▶ **TEXT FOR ANALYSIS**:
○ ○ ○ ○

Food versus vouchers: Evidence from Indonesia

VoxDevTalk

Published 09.03.22
Photo credit:
Richard Ha/flickr

Providing vouchers for rice and eggs allowed for better targeting, increased protein consumption, and was cheaper to administer than in-kind benefits

Read “Food vs. Food Stamps: Evidence from an At-Scale Experiment in Indonesia” by Abhijit Banerjee, Rema Hanna, Benjamin A. Olken, Elan Satriawan and Sudarno Sumarto here.

When providing food assistance, is it better to provide food directly or vouchers to buy it? Indonesia recently starting giving vouchers instead of rice, and later eggs, to millions of households. In this VoxDevTalk, Elan Satriawan discusses his research with Abhijit Banerjee, Rema Hanna, Benjamin Olken and Sudarno Sumarto into whether this allowed the government to target aid better, how household consumption changed, and which method is cheaper to administer. Significantly more targeted households received assistance in areas where vouchers were given instead of food, and the amount of assistance they received was greater. In addition to addressing poverty, the vouchers also helped address malnutrition by increasing protein consumption among targeted households. The authors estimate that the cost of administering the vouchers is at most half the cost of administering the earlier in-kind benefit programme.

○ ○ ○ ○

▶ **PROBLEM**:
Answer these questions from the text on food vouchers in Indonesia:
(a) Which two foods did the vouchers cover?
(b) Who discusses the research in the VoxDevTalk?
(c) How does the authors' estimated cost of administering the vouchers compare with the cost of the earlier in-kind benefit programme?

▶ **DATA EXTRACT**:
○ ○ ○ ○

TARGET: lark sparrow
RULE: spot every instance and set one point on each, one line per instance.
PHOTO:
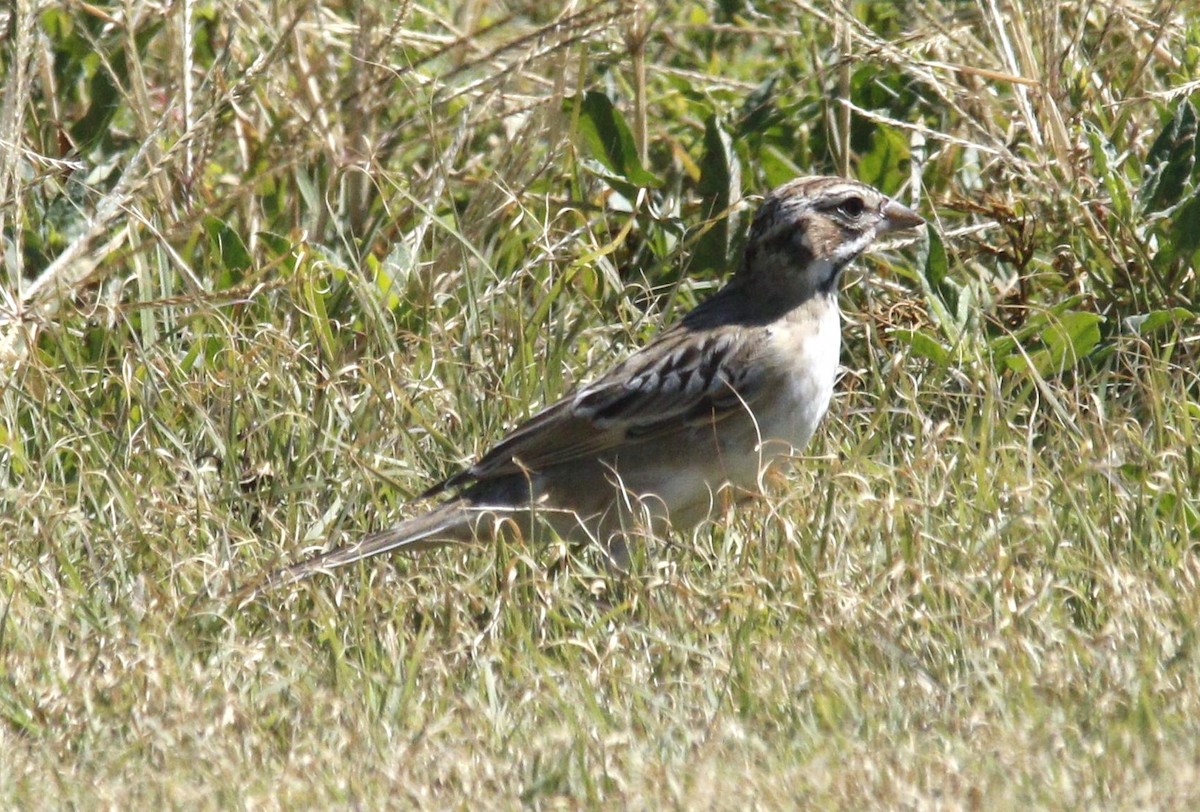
(691, 421)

○ ○ ○ ○

▶ **REPLY**:
(a) Rice and eggs.
(b) Elan Satriawan.
(c) It is at most half the cost of the earlier in-kind benefit programme.